Can you transcribe the material below line for line, changing nothing?

(RECORD SET):
▼▼▼
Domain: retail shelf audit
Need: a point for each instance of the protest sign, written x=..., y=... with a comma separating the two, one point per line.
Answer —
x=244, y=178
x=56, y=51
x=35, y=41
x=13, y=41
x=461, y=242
▲▲▲
(PROBLEM SOLUTION):
Domain: retail shelf audit
Need: a point for each instance of the protest sign, written x=..., y=... with a comma separating the two, one point per line.
Answer —
x=244, y=178
x=56, y=51
x=35, y=41
x=13, y=41
x=461, y=242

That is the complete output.